Бабушка умерла 25 января 1942 г.
Лена умерла 17 марта 1942 г.
Дядя Леша — 10 мая в 4 ч. дня.
13 мая в 7 ч. 30 м. утра умерла мамочка.
Савичевы умерли.
Умерли все».




Это на отдельном листочке последняя запись ленинградской школьницы Тани Савичевой.
...Прямых попаданий снарядов в ту пору в наше отделение не было, но из 42 человек, работавших в отделении, к концу декабря скончалось шесть.
Было трудно, очень трудно. И все же в борьбе за жизнь людей принимались меры, доступные силам человеческим, — шла отчаянная и организованная борьба.
Суп из дрожжей. На 150 литров закладывали полкило дрожжей — было такое время. Но готовить его продолжали, называли супом, и каждый знал, что горячую тарелку этого супа он получит и никто не получит вместо него. .Человек знал: он не предоставлен самому себе, не должен действовать на свой страх и риск, добывая пропитание, — коллектив, руководство предприятия и района принимали героические уеилия, чтобы как-то прокормить людей. Везде — это было распоряжение по городу — на общее питание передавали все, что только могло быть использовано, чтобы спасти людей и утолить хотя бы на время мучительное чувство голода. В еду шло все, что допустимо: технический крахмал, олифа. Научились применять целлюлозу. Приказом по Кировскому заводу отданы на питание техническая мука, растительное масло, которое прежде шло для литейного дела, запрещено употребление льняного масла при шлифовке деталей. Объявлена благодарность начальнику механического цеха инженеру Хижняку, группе рационализаторов, сумевших создать надежный заменитель из малодефицитных материалов и высвободить драгоценное масло.
По решению Военного совета несколько сот коммунистов получили задание искать продукты во всех щелях огромного города. Вскрыты полы в столовых, на пивоваренных заводах, в солодовых. Осмотрены вагоны, железнодорожные подвалы, баржи, склады. На мельницах вытрясен каждый мешок. Мельничная пыль, наросшая на стенах и полах, тоже собрана и обрабатывается. Идет в ход проросшее зерно, рисовая лузга, кукурузные ростки, пена, оставшаяся от фильтрации, порошок какао и сахарная пыль, собранные в цехах кондитерских. По граммам набрана возможность прокормить город еще какое-то количество времени.




Во всех научно-исследовательских институтах ведут экспериментальные работы. Огромное количество предложений. Группа рабочих порта предложила применить хлопковый жмых, который шел в топки, и ученые добились, что при определенной температуре исчезли его ядовитые вещества. Заменили эмульсию на смазке хлебных форм — еще экономия. Нашли способ прибавки к травам и листьям никотиновой пыли, которая найдена под полами табачных цехов.

▶ **Записи**
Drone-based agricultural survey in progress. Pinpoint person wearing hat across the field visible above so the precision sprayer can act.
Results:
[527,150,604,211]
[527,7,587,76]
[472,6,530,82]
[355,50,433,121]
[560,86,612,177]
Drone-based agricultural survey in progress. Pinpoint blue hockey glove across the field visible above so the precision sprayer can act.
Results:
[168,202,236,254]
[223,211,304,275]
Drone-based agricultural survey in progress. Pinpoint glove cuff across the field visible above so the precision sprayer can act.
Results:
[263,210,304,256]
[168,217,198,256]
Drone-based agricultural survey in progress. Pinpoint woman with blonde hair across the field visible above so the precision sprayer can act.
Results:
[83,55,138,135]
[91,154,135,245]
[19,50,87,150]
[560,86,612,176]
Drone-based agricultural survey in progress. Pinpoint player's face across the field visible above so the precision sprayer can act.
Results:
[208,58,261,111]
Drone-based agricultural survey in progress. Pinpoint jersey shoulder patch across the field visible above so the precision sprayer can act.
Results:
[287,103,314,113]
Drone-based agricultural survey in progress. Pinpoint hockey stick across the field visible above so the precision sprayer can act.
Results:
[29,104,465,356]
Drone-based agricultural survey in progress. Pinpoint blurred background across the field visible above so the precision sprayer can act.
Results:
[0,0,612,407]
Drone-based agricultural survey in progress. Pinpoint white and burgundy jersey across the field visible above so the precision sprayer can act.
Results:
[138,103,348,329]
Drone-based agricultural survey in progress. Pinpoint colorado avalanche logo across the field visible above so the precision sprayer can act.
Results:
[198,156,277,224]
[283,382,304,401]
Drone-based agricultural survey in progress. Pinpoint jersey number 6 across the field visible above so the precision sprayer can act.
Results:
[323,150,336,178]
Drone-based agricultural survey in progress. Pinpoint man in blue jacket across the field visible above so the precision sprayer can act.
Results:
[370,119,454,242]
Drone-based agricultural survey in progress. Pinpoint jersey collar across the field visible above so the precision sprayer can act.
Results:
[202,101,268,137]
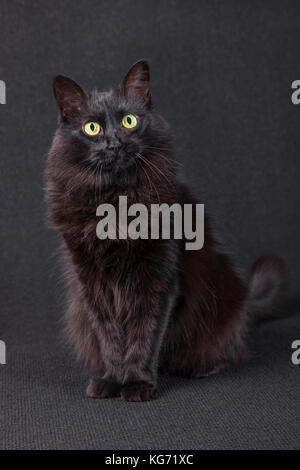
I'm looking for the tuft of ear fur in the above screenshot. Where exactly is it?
[121,59,150,106]
[53,75,87,118]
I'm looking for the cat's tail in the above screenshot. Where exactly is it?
[246,255,286,322]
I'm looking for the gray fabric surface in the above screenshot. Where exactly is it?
[0,308,300,449]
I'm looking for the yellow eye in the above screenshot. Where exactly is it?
[83,121,101,135]
[122,114,137,129]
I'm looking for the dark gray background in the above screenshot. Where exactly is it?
[0,0,300,448]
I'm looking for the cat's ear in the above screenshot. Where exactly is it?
[53,75,88,118]
[121,60,150,106]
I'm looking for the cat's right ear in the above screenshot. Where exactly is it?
[53,75,88,118]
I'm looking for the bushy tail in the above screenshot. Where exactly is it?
[247,255,286,321]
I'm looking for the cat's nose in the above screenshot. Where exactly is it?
[107,140,121,153]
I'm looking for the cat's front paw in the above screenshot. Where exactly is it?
[86,378,120,398]
[121,382,158,401]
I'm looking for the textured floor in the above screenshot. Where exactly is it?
[0,306,300,449]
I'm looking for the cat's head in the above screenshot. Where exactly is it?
[54,60,170,172]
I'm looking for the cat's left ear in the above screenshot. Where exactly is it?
[53,75,88,118]
[121,60,150,106]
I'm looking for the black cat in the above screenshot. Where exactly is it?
[46,61,284,401]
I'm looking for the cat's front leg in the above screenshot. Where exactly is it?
[86,310,122,398]
[121,288,176,401]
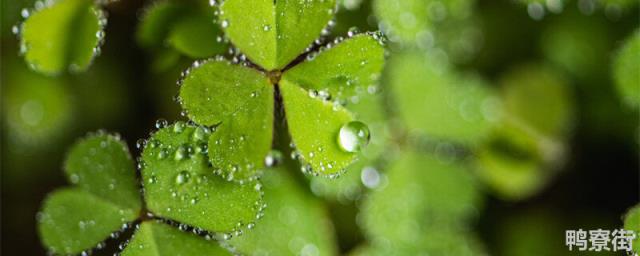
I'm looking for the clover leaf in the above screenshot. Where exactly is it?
[38,129,264,255]
[38,133,142,254]
[14,0,106,75]
[220,0,336,70]
[141,122,263,233]
[120,221,232,256]
[373,0,474,44]
[387,51,500,146]
[136,0,227,58]
[361,149,481,255]
[179,10,384,182]
[228,167,337,255]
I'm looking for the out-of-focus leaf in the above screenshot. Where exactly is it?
[38,188,138,254]
[38,133,142,254]
[280,80,356,176]
[220,0,335,70]
[361,152,480,254]
[2,57,76,146]
[624,205,640,253]
[136,1,188,47]
[502,65,574,140]
[540,10,611,82]
[475,128,554,200]
[20,0,106,74]
[613,31,640,108]
[229,168,337,255]
[142,122,263,232]
[64,133,142,212]
[136,1,227,58]
[386,52,500,145]
[167,15,226,58]
[373,0,474,44]
[120,221,232,256]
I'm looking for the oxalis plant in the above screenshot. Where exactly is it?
[31,0,384,255]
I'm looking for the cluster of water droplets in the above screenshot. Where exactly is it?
[136,119,268,239]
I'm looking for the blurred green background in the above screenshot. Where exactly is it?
[0,0,640,255]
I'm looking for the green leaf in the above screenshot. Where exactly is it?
[624,205,640,253]
[65,133,142,212]
[220,0,336,70]
[209,86,274,181]
[540,10,612,81]
[167,13,227,58]
[1,58,76,145]
[361,152,481,255]
[38,188,138,254]
[475,127,553,200]
[136,1,188,47]
[373,0,474,44]
[311,93,391,203]
[20,0,106,74]
[136,1,227,58]
[613,31,640,108]
[39,133,142,254]
[501,65,574,140]
[142,122,262,232]
[228,168,337,255]
[280,80,356,176]
[120,221,232,256]
[282,34,384,102]
[386,52,499,145]
[180,61,271,126]
[180,61,274,181]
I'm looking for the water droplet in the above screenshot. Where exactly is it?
[176,171,191,185]
[220,20,229,28]
[173,121,184,133]
[156,118,169,129]
[264,149,282,167]
[69,173,80,184]
[338,121,370,153]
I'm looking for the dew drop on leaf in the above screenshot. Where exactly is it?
[338,121,371,153]
[176,171,191,185]
[264,150,282,167]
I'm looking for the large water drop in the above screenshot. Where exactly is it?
[338,121,371,153]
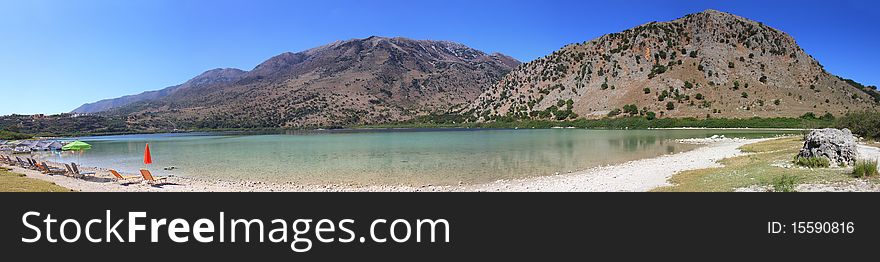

▶ **Цель задания**
Выпишите из текста страницы дословно отрывок, который начинается со слов «Савичевы умерли.» и завершается словами «и организованная борьба.».

▶ **Ответ**
Савичевы умерли.
Умерли все».




Это на отдельном листочке последняя запись ленинградской школьницы Тани Савичевой.
...Прямых попаданий снарядов в ту пору в наше отделение не было, но из 42 человек, работавших в отделении, к концу декабря скончалось шесть.
Было трудно, очень трудно. И все же в борьбе за жизнь людей принимались меры, доступные силам человеческим, — шла отчаянная и организованная борьба.